Text: Begin

Rising risk of Stagflation
Could a rising risk of stagflation, which is defined as a troubling combination of high inflation, declining consumer demand and high unemployment (or decline workforce participation rate) be real?
If last week’s official economic data from the US is more than a temporary blip and a growing trend then the worse type of inflation, stagflation could be dead ahead.
The official narrative goes something like this. The world’s largest consumers are not consuming like they use to. Indeed, US January sales were down 0.3% which represented their biggest drop in nearly a year. US Households cut back on purchases of motor vehicles and building materials.
Declining household demand is following another trend; rising credit-card delinquencies and bankruptcies. So households (and many small businesses) are tapped out.
Put another way, the borrowed “recovery” has run aground. A higher level of household debt is unsustainable, which means tomorrows consumption can’t be sustained with more debt today.
But lackluster or declining demand typically follows deflation (falling prices) which was the wall of worry for financial market a few years ago. However, January’s CPI jumped 0.5% which was well above market expectation of 0.3%.
So how can there be a risk of inflation (stagflation) when household demand is falling, bearing in mind that falling demand usually (logically) leads to declining prices as businesses try and entice consumers to spend?
Hidden-inflation around the corner explains why I believed that “this (look the other way) there is no inflation to worry about doesn’t tally. Rates could rise faster in 2018 then what most market watchers are forecasting,” I wrote.
The reason for rising risk of stagflation is straightforward. Put simply, in any given economy there exists a finite amount of resources producing a finite amount of goods and services. Meanwhile, the fiat money supply is infinite. Moreover, the post-financial crisis of 2008 the major central banks have created nearly 12 trillion dollars of fiat currency to keep asset prices propped up. But the value of fiat currency is based on its exchange value for goods and services.
So if the system is flooded with cash and it creates a boom in speculative activity but no productive activity that will have little or no impact on the availability of goods and services in that economy.
More cash chasing finite resources (skilled labor, commodities) will result in input prices rising, hence the rising risk of stagflation (rising prices and falling output).
The side effects of the central bank’s massive monetary easing policy are visible, apart from creating asset bubbles it has also debased (depreciated) fiat currency.

Text: End

Complete the following.
**1.** Print the passage of the stagflation text from "The reason for" up to and including "for goods and services.".
**2.** Answer these questions from the stagflation text:
(a) By what percentage were US January sales down?
(b) By how much did January's CPI rise?
(c) How much fiat currency have the major central banks created since the 2008 financial crisis?
The lines after the text are not needed.

Records: Begin

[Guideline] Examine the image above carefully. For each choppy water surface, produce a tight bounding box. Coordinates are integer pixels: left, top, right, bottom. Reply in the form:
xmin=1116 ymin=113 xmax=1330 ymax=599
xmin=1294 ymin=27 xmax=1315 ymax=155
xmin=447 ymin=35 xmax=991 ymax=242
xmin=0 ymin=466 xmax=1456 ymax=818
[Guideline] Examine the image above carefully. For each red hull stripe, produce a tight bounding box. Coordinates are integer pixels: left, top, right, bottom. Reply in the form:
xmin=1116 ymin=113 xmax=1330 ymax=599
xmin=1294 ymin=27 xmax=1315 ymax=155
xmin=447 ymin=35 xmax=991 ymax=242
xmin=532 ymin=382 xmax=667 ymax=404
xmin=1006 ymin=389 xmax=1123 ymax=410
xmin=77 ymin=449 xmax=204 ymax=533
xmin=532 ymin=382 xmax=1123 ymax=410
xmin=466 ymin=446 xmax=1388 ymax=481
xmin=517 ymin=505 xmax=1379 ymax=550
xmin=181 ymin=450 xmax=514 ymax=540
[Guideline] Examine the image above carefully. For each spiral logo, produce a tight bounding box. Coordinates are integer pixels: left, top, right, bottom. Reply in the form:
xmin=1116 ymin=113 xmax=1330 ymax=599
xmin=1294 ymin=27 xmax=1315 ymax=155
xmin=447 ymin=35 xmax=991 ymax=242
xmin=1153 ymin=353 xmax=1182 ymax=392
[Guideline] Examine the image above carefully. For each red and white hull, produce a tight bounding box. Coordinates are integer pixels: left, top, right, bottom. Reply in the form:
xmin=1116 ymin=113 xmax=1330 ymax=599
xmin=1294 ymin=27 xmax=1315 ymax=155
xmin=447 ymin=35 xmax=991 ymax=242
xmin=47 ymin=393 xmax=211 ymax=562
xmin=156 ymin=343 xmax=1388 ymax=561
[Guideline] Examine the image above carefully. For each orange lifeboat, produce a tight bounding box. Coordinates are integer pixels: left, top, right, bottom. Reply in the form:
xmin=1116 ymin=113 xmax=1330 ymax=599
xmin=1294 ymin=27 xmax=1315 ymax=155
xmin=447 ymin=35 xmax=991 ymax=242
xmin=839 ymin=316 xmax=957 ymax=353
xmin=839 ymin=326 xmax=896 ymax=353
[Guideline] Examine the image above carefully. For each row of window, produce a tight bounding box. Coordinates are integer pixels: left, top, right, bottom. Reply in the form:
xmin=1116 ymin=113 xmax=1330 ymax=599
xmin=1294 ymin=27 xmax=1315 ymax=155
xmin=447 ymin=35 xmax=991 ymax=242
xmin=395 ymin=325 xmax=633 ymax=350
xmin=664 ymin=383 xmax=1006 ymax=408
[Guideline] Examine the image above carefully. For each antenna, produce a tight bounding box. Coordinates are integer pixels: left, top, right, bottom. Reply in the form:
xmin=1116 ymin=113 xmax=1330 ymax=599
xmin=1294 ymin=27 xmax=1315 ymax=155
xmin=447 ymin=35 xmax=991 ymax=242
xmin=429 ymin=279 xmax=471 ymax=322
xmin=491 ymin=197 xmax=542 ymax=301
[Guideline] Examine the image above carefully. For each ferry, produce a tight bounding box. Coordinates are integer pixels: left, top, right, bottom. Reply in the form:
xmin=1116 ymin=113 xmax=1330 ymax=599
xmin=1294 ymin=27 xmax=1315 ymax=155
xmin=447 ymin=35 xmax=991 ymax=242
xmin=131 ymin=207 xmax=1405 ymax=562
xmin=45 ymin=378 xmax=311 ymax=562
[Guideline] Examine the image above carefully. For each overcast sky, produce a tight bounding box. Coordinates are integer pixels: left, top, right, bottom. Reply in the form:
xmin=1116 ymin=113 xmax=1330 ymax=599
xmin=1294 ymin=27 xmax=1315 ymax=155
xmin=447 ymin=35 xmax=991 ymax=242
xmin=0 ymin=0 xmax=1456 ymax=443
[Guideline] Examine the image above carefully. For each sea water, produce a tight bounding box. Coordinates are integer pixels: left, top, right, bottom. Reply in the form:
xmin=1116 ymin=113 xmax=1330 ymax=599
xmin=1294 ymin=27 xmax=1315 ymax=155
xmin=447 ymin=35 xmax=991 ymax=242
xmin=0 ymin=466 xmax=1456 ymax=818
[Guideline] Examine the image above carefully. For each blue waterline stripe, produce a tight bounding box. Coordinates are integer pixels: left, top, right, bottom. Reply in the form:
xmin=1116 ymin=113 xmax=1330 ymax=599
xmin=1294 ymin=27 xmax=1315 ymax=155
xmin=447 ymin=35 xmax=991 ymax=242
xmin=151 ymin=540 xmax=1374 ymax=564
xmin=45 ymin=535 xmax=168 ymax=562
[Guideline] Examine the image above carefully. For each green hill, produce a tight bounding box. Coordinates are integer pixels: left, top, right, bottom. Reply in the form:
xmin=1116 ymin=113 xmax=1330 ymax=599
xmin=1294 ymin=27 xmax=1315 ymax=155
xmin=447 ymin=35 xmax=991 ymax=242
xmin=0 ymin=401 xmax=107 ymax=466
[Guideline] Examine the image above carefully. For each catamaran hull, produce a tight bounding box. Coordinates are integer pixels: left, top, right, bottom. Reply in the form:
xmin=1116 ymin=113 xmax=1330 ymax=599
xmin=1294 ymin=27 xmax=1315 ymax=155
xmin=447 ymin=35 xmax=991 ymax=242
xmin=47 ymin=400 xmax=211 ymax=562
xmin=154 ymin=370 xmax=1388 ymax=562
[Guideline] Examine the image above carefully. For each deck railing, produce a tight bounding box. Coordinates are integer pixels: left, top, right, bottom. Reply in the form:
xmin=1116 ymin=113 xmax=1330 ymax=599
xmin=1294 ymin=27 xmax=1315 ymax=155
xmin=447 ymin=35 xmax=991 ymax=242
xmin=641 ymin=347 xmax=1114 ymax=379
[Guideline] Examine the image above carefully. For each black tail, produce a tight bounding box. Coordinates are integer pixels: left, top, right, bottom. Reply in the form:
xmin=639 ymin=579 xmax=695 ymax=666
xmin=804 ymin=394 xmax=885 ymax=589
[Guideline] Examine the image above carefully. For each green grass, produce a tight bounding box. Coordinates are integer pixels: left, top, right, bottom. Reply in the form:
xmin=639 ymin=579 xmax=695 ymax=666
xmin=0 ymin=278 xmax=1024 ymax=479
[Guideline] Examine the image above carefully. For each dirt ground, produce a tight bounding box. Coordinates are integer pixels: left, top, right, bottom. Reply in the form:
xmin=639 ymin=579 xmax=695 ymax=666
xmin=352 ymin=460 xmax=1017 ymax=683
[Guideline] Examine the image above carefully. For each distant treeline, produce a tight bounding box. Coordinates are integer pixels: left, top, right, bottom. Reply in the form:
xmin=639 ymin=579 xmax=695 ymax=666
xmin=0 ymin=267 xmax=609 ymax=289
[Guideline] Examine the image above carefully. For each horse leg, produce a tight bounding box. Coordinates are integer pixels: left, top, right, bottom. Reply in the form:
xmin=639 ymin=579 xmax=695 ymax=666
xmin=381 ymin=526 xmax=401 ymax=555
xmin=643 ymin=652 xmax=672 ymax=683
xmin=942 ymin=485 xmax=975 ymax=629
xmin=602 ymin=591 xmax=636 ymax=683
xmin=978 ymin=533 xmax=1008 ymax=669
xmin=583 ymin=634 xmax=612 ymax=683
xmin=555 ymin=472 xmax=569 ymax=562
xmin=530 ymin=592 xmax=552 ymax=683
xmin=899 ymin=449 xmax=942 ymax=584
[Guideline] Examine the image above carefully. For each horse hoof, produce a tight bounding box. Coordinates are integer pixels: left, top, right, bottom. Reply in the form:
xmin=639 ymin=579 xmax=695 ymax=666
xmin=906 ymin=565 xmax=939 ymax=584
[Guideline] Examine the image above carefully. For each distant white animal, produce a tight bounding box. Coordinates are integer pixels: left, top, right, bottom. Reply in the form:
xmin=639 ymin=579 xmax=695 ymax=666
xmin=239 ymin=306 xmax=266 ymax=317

Records: End

Solutions to the problems.
**1.**
The reason for rising risk of stagflation is straightforward. Put simply, in any given economy there exists a finite amount of resources producing a finite amount of goods and services. Meanwhile, the fiat money supply is infinite. Moreover, the post-financial crisis of 2008 the major central banks have created nearly 12 trillion dollars of fiat currency to keep asset prices propped up. But the value of fiat currency is based on its exchange value for goods and services.

**2.**
(a) 0.3%
(b) 0.5%
(c) Nearly 12 trillion dollars